Raw records:
** START **

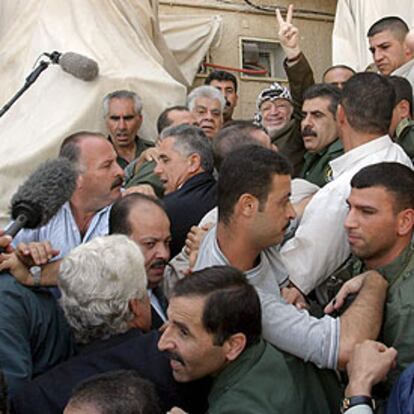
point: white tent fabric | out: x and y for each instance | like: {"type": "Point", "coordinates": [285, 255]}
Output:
{"type": "Point", "coordinates": [352, 21]}
{"type": "Point", "coordinates": [122, 36]}
{"type": "Point", "coordinates": [189, 38]}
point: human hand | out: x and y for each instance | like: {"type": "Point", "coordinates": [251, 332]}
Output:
{"type": "Point", "coordinates": [192, 243]}
{"type": "Point", "coordinates": [36, 253]}
{"type": "Point", "coordinates": [369, 364]}
{"type": "Point", "coordinates": [288, 33]}
{"type": "Point", "coordinates": [145, 189]}
{"type": "Point", "coordinates": [5, 244]}
{"type": "Point", "coordinates": [295, 297]}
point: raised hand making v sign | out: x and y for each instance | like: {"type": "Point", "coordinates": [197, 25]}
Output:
{"type": "Point", "coordinates": [288, 35]}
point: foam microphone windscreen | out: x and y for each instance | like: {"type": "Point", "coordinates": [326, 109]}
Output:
{"type": "Point", "coordinates": [40, 197]}
{"type": "Point", "coordinates": [79, 66]}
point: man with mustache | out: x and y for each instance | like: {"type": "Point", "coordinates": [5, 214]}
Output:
{"type": "Point", "coordinates": [277, 108]}
{"type": "Point", "coordinates": [379, 226]}
{"type": "Point", "coordinates": [207, 105]}
{"type": "Point", "coordinates": [144, 220]}
{"type": "Point", "coordinates": [83, 217]}
{"type": "Point", "coordinates": [214, 330]}
{"type": "Point", "coordinates": [123, 117]}
{"type": "Point", "coordinates": [319, 132]}
{"type": "Point", "coordinates": [254, 211]}
{"type": "Point", "coordinates": [226, 83]}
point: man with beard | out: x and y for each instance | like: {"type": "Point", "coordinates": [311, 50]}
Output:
{"type": "Point", "coordinates": [319, 132]}
{"type": "Point", "coordinates": [123, 117]}
{"type": "Point", "coordinates": [277, 108]}
{"type": "Point", "coordinates": [144, 220]}
{"type": "Point", "coordinates": [226, 83]}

** END **

Task directions: Copy all of the lines above word for word, leaving out the pictures.

Written response:
point: white tent fabric | out: x and y for each instance | like: {"type": "Point", "coordinates": [285, 255]}
Output:
{"type": "Point", "coordinates": [352, 21]}
{"type": "Point", "coordinates": [122, 36]}
{"type": "Point", "coordinates": [189, 38]}
point: human hand | out: x and y for each instance | like: {"type": "Point", "coordinates": [251, 332]}
Output:
{"type": "Point", "coordinates": [192, 243]}
{"type": "Point", "coordinates": [36, 253]}
{"type": "Point", "coordinates": [369, 364]}
{"type": "Point", "coordinates": [288, 33]}
{"type": "Point", "coordinates": [145, 189]}
{"type": "Point", "coordinates": [5, 244]}
{"type": "Point", "coordinates": [295, 297]}
point: raised hand making v sign | out: x and y for each instance | like: {"type": "Point", "coordinates": [197, 25]}
Output:
{"type": "Point", "coordinates": [288, 35]}
point: foam microphone windscreen | out: x and y for each instance | like: {"type": "Point", "coordinates": [326, 109]}
Output:
{"type": "Point", "coordinates": [40, 197]}
{"type": "Point", "coordinates": [79, 66]}
point: man with mustache | out: x and y for each instance | like: {"type": "Point", "coordinates": [5, 214]}
Output:
{"type": "Point", "coordinates": [277, 108]}
{"type": "Point", "coordinates": [379, 226]}
{"type": "Point", "coordinates": [207, 105]}
{"type": "Point", "coordinates": [144, 220]}
{"type": "Point", "coordinates": [83, 217]}
{"type": "Point", "coordinates": [214, 330]}
{"type": "Point", "coordinates": [123, 117]}
{"type": "Point", "coordinates": [319, 132]}
{"type": "Point", "coordinates": [254, 211]}
{"type": "Point", "coordinates": [226, 83]}
point: man with beard | out: x and y for each instance | like: {"type": "Point", "coordinates": [311, 50]}
Output:
{"type": "Point", "coordinates": [319, 132]}
{"type": "Point", "coordinates": [123, 117]}
{"type": "Point", "coordinates": [277, 108]}
{"type": "Point", "coordinates": [144, 220]}
{"type": "Point", "coordinates": [226, 83]}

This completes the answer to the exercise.